*Assignment*
Would you please return only the lines from the one with "Target: blue arrow sign" through the last line of the records below, leaving the pictures out?
START Material for the task
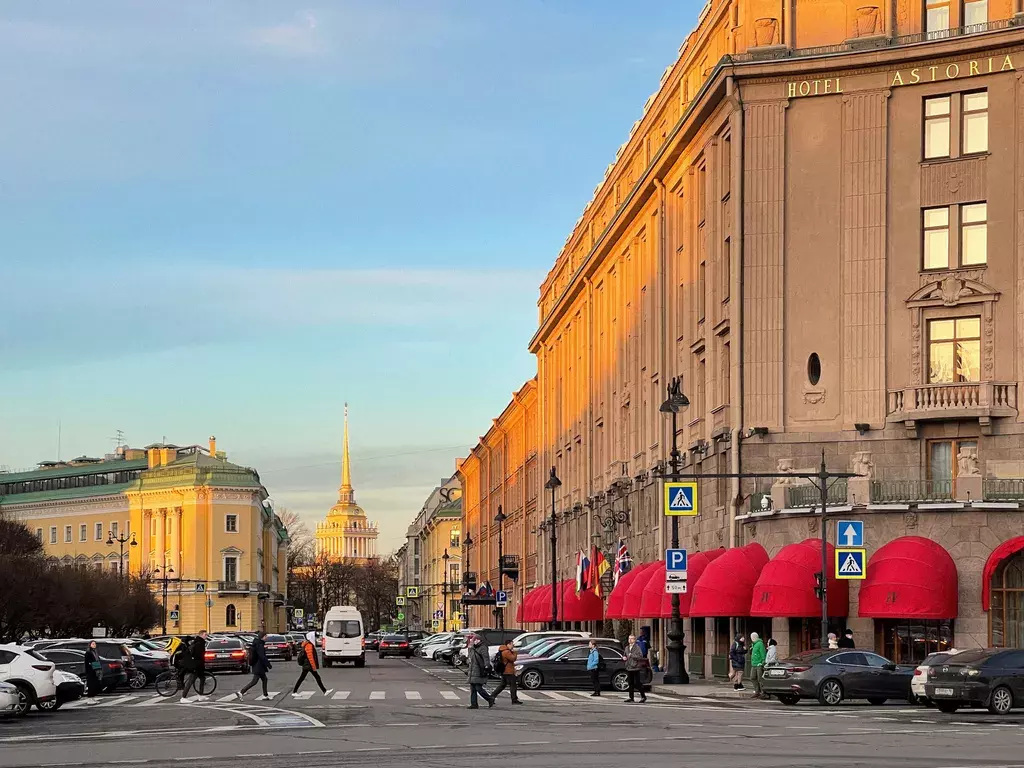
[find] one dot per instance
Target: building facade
(346, 534)
(815, 225)
(192, 518)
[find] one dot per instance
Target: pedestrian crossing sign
(850, 562)
(681, 499)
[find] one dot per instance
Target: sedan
(832, 676)
(226, 655)
(567, 669)
(394, 645)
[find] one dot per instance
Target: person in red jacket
(309, 664)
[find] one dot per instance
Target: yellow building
(346, 534)
(196, 524)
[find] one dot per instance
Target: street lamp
(553, 484)
(500, 518)
(121, 540)
(675, 672)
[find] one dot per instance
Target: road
(393, 713)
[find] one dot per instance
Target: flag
(624, 563)
(598, 567)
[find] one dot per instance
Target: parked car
(226, 654)
(921, 673)
(832, 676)
(567, 669)
(31, 674)
(279, 646)
(988, 677)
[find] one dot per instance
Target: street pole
(553, 483)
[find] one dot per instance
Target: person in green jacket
(758, 654)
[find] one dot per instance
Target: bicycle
(169, 683)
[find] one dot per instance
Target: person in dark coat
(93, 673)
(260, 666)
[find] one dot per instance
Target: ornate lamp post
(676, 669)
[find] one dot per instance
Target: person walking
(758, 655)
(93, 674)
(594, 668)
(636, 663)
(737, 659)
(309, 663)
(508, 655)
(260, 665)
(476, 668)
(196, 669)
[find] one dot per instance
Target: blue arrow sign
(850, 534)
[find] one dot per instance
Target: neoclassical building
(815, 224)
(346, 534)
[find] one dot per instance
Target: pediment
(950, 291)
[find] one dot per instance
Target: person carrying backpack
(260, 665)
(504, 665)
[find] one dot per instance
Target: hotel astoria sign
(910, 76)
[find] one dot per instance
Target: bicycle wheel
(207, 685)
(167, 684)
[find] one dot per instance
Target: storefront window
(909, 640)
(1006, 613)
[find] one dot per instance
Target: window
(953, 350)
(936, 238)
(937, 117)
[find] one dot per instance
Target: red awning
(617, 595)
(785, 587)
(1000, 553)
(583, 607)
(656, 604)
(727, 584)
(909, 578)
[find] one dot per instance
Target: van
(343, 636)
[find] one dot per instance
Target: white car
(921, 674)
(31, 674)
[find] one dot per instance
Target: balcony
(970, 399)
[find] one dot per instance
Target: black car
(394, 645)
(567, 669)
(988, 677)
(830, 676)
(226, 654)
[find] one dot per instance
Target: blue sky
(230, 217)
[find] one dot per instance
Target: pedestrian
(737, 659)
(758, 655)
(93, 673)
(594, 668)
(309, 663)
(508, 655)
(196, 669)
(636, 664)
(477, 670)
(260, 665)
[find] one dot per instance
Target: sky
(232, 217)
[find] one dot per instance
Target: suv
(31, 674)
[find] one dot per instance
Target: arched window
(1006, 613)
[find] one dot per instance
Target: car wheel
(1000, 701)
(531, 679)
(830, 692)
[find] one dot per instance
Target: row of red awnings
(910, 577)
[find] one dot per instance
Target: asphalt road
(395, 713)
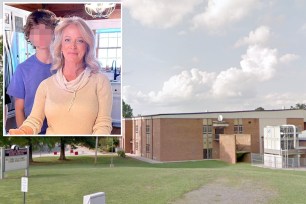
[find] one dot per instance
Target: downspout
(152, 138)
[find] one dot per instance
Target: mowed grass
(131, 181)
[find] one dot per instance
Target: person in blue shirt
(39, 31)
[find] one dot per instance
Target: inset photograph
(62, 69)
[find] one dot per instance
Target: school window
(136, 129)
(109, 47)
(147, 128)
(238, 129)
END Material for the task
*Result of the exercise*
Target: blue arrow sign
(850, 534)
[find] one dot per instance
Target: neoclassical building
(815, 224)
(346, 534)
[find] one dot per instance
Target: pediment
(950, 291)
[find] one dot per instance
Target: person carrying backpack
(260, 665)
(504, 665)
[find] one dot per instance
Target: hotel astoria sign
(910, 76)
[find] one dot per instance
Target: bicycle wheel
(207, 685)
(167, 684)
[find] one dot per instance
Target: storefront window
(909, 640)
(1006, 613)
[find] one dot per instance
Target: window
(953, 350)
(936, 238)
(937, 117)
[find] one dot per instance
Target: red awning
(617, 595)
(785, 587)
(1000, 553)
(583, 607)
(656, 604)
(727, 584)
(909, 578)
[find] one dot per instance
Target: van
(343, 636)
[find] one dot per instance
Target: white car
(921, 674)
(31, 674)
[find] one dot per instance
Target: balcony
(970, 399)
[find] one dot per instance
Target: black car
(394, 645)
(567, 669)
(988, 677)
(830, 676)
(226, 654)
[find] one dot per instance
Target: blue sky
(230, 217)
[find] one dot per instance
Target: pedestrian
(737, 659)
(758, 655)
(93, 673)
(594, 668)
(309, 663)
(508, 655)
(196, 669)
(636, 664)
(477, 670)
(260, 665)
[find] one dot per instance
Target: sky
(232, 217)
[find] one dot per instance
Target: suv
(31, 674)
[find] one dot per instance
Target: arched window
(1006, 613)
[find] one dot per instance
Target: car wheel
(1000, 701)
(531, 679)
(830, 692)
[find] one dot per instance
Target: row of red awnings
(910, 577)
[find] one dot per instance
Target: asphalt road
(395, 713)
[find] one dot per instance
Target: downspout
(152, 138)
[find] one dot per instance
Target: mowed grass
(131, 181)
[find] one dot per instance
Target: person in blue shirt
(39, 31)
[find] one dot per instance
Target: inset photograph
(62, 69)
[find] one dot per instance
Target: school window
(136, 129)
(109, 47)
(147, 128)
(238, 129)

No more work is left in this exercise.